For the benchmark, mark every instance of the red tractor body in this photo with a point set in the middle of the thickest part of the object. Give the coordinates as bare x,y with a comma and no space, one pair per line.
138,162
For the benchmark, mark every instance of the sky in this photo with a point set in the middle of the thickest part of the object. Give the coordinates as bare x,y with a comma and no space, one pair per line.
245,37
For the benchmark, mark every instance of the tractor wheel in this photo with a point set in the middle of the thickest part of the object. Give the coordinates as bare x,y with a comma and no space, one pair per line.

### OBJECTIVE
Copy the records above, swapping "thickest part" for "widest part" wherever it appears and changing nothing else.

### CORRECT OUTPUT
For the benchmark, mark every instance of the red tractor body in this photo with a point set in the middle of the widest part of the object. Give the coordinates as bare x,y with a comma and no space, one pair per line.
138,162
For the benchmark, mark every instance of the sky in this photo with a point set in the middle of the widest part of the object. Give the coordinates as bare x,y with a comma and no space, one pair per line.
245,37
For the benchmark, mark every instance of the tractor wheel in this photo with a point set in the middle of the widest part of the object. Give the coordinates as bare x,y with a comma and no space, one pair per line.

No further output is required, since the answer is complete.